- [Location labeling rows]
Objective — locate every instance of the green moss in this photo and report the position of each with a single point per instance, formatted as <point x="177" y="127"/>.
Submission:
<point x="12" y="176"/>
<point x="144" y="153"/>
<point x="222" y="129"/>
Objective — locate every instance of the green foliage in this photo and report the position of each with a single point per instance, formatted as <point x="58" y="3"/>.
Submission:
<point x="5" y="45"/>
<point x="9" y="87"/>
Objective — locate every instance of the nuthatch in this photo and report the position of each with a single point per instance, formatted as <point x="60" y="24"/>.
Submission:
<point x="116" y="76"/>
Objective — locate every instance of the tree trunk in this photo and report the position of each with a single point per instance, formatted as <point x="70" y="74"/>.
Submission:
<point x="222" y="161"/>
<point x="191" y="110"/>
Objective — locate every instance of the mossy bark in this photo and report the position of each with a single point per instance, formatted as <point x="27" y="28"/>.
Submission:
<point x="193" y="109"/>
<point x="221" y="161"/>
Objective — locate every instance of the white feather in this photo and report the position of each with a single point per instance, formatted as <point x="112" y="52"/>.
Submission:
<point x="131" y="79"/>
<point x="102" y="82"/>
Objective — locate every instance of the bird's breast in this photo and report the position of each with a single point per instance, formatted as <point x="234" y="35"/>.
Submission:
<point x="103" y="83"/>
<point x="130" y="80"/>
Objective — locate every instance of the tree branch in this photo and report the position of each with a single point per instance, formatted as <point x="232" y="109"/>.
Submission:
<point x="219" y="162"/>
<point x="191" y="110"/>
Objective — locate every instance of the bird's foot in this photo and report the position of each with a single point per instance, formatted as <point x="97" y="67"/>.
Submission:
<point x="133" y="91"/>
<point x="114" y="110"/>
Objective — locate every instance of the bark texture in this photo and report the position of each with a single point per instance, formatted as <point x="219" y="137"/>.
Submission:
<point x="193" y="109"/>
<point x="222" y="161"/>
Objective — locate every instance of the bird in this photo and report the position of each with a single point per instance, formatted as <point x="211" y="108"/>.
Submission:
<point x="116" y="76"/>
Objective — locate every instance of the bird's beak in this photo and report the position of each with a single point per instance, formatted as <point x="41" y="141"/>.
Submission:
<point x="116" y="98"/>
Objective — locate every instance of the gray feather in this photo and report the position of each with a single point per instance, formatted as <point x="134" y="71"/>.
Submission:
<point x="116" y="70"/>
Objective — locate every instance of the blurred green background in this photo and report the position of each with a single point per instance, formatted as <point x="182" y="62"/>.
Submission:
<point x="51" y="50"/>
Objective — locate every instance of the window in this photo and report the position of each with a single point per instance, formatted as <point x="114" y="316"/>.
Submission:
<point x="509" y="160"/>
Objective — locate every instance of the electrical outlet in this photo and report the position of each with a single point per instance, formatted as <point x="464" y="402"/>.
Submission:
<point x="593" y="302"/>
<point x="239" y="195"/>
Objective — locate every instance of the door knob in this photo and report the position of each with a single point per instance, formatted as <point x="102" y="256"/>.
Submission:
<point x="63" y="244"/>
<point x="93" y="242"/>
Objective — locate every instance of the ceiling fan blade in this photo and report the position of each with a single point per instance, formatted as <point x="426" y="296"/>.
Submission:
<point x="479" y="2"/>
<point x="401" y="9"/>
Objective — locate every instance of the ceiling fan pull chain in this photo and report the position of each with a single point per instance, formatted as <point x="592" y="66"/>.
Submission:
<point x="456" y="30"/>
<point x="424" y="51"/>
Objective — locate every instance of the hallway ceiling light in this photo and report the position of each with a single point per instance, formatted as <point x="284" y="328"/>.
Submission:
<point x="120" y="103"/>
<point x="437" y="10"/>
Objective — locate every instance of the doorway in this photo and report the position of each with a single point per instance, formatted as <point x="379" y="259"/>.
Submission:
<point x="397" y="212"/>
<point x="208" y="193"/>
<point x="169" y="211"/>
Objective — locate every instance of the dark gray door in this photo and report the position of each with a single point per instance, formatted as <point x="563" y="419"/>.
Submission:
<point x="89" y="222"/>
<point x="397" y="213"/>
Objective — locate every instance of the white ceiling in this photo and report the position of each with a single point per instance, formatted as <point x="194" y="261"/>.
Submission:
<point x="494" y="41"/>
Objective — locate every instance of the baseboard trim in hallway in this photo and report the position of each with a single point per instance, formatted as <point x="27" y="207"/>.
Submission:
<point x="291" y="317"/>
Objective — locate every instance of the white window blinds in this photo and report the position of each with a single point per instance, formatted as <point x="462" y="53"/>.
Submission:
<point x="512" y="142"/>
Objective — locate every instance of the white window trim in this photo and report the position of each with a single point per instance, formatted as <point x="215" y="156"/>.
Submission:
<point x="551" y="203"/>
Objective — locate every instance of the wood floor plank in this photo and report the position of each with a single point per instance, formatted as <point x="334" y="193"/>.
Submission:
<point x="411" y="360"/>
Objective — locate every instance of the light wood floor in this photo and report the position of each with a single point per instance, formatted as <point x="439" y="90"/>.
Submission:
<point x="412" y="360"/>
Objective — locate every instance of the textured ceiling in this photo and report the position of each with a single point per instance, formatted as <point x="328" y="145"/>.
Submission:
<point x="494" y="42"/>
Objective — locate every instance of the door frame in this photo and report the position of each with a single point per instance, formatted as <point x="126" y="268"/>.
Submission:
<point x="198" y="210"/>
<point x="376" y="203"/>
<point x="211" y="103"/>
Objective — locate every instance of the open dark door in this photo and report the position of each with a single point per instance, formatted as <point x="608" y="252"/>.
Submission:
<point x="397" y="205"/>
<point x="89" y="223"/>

- [Exercise directions] Rewrite all of the rows above, changing each "Submission" to "Response" and keeping every other character the same.

- [The reply]
Objective — locate every instance of the green moss in this photo and report the position of each with a single point per instance, formatted as <point x="177" y="127"/>.
Response:
<point x="12" y="176"/>
<point x="144" y="153"/>
<point x="222" y="129"/>
Objective — locate every instance of the green foliage in this photo and report the position of each with a single point per instance, formatted as <point x="58" y="3"/>.
Response:
<point x="5" y="45"/>
<point x="9" y="87"/>
Objective — locate every instance of the nuthatch in this photo and report the position of each with a single point per instance, formatted as <point x="60" y="24"/>.
Response:
<point x="116" y="76"/>
Objective — locate every instance of the tree trunk in this photo and report the position of each with a single point per instance, formatted as <point x="70" y="74"/>.
Response:
<point x="222" y="161"/>
<point x="191" y="110"/>
Objective — locate every instance of the mossy bark in this photo and report the position of each with a single point per instance, formatted as <point x="27" y="28"/>.
Response:
<point x="193" y="109"/>
<point x="221" y="161"/>
Objective — locate every instance of the white feather in this photo and report the position of each with a single point per instance, formatted as <point x="112" y="52"/>.
Response:
<point x="131" y="79"/>
<point x="102" y="82"/>
Objective — locate every instance of the bird's breast in this photo and report the position of each with a single point per instance, formatted as <point x="234" y="35"/>.
Response:
<point x="103" y="83"/>
<point x="130" y="80"/>
Objective — locate every instance of the tree branch in this photo and report the position of each with a single point per instance, formatted as <point x="232" y="109"/>.
Response:
<point x="219" y="162"/>
<point x="191" y="110"/>
Objective — locate every instance of the bird's foot in this photo and report the position of each with a single point per instance, formatted as <point x="97" y="67"/>.
Response:
<point x="133" y="91"/>
<point x="114" y="110"/>
Objective — locate every instance of the bark texture in this photo and report the position of each with a single point per instance, formatted as <point x="219" y="137"/>.
Response:
<point x="193" y="109"/>
<point x="222" y="161"/>
Objective — locate every instance of the bird in this photo and report the position of each with a single point per instance, formatted as <point x="211" y="108"/>.
Response:
<point x="116" y="76"/>
Objective — locate every instance of the bird's beak in this photo and report the position of each with a single point per instance, formatted as <point x="41" y="141"/>.
Response:
<point x="116" y="98"/>
Objective — locate every instance of the gray feather in this photo and report the position of each with a single point per instance, formatted as <point x="134" y="71"/>.
Response:
<point x="116" y="70"/>
Objective — locate every instance of the blurred green background in this photo and report the position of each with a single point per instance, formatted as <point x="182" y="62"/>.
Response:
<point x="51" y="50"/>
Objective — locate every instance of the window in this photo and report the position of each with a single point per instance, formatted as <point x="114" y="316"/>.
Response:
<point x="509" y="160"/>
Objective — locate every instance of the electrical outlet in this photo and report the position of each with a single point per instance, formatted as <point x="464" y="402"/>.
Response:
<point x="593" y="302"/>
<point x="239" y="195"/>
Objective — locate every instance of the door knob in this photo and report the position of each with a single point per instance, formatted as <point x="102" y="256"/>.
Response:
<point x="63" y="244"/>
<point x="93" y="242"/>
Objective — locate every instance of the ceiling fan blade in this photo and report the position of each with a single point per instance, formatted as <point x="426" y="296"/>.
Response:
<point x="479" y="2"/>
<point x="401" y="9"/>
Objective — locate every instance of the ceiling fan pull chain in this photo and report the position of each with a single point per instance, formatted as <point x="592" y="66"/>.
Response:
<point x="456" y="30"/>
<point x="424" y="51"/>
Objective — locate every instance of the hallway ceiling light in this photo and report the position of each with a single point per instance, formatted as <point x="284" y="328"/>.
Response:
<point x="120" y="103"/>
<point x="437" y="10"/>
Objective — locate every instance of the doorway in this photo and report the position of each with a single point per instance, formatted as <point x="379" y="259"/>.
Response:
<point x="397" y="212"/>
<point x="208" y="193"/>
<point x="169" y="211"/>
Objective — locate every instance of the dark gray door in this photo and report the position of each with a single point per instance, formatted as <point x="563" y="419"/>.
Response:
<point x="89" y="222"/>
<point x="397" y="213"/>
Objective — locate every instance of the white ceiling in this photo and report the position of each with a single point per instance, formatted as <point x="194" y="261"/>.
Response:
<point x="494" y="41"/>
Objective — locate every instance of the baseboard trim in hallway in this photo and report the position of each with a single point per instance, formatted as <point x="27" y="207"/>.
Response:
<point x="291" y="317"/>
Objective — locate every instance of the white window blinds in this photo and report the position of each with a single point per instance, formatted as <point x="462" y="53"/>.
Response:
<point x="512" y="142"/>
Objective — locate every instance of the white window trim in this photo and report the position of each with a single point per instance, formatted as <point x="215" y="156"/>.
Response:
<point x="551" y="203"/>
Objective — locate every instance of the wood floor plank in this photo and report the position of each with a single point per instance, formatted as <point x="334" y="193"/>.
Response:
<point x="411" y="360"/>
Objective — locate every instance of the light wood floor in this photo and report the position of each with a single point per instance, formatted as <point x="439" y="90"/>.
Response:
<point x="412" y="360"/>
Objective — locate every instance of the textured ceiling in this photo and report the position of each with a single point per instance, formatted as <point x="328" y="145"/>.
Response:
<point x="494" y="42"/>
Objective — locate every instance of the door frame in this photo and report the position of each with a single point per instance, formatted as <point x="126" y="268"/>.
Response:
<point x="198" y="210"/>
<point x="376" y="203"/>
<point x="211" y="103"/>
Objective — locate every instance of the open dark door in this photo and report the position of each with a single point per instance, formatted as <point x="608" y="252"/>.
Response:
<point x="397" y="205"/>
<point x="89" y="223"/>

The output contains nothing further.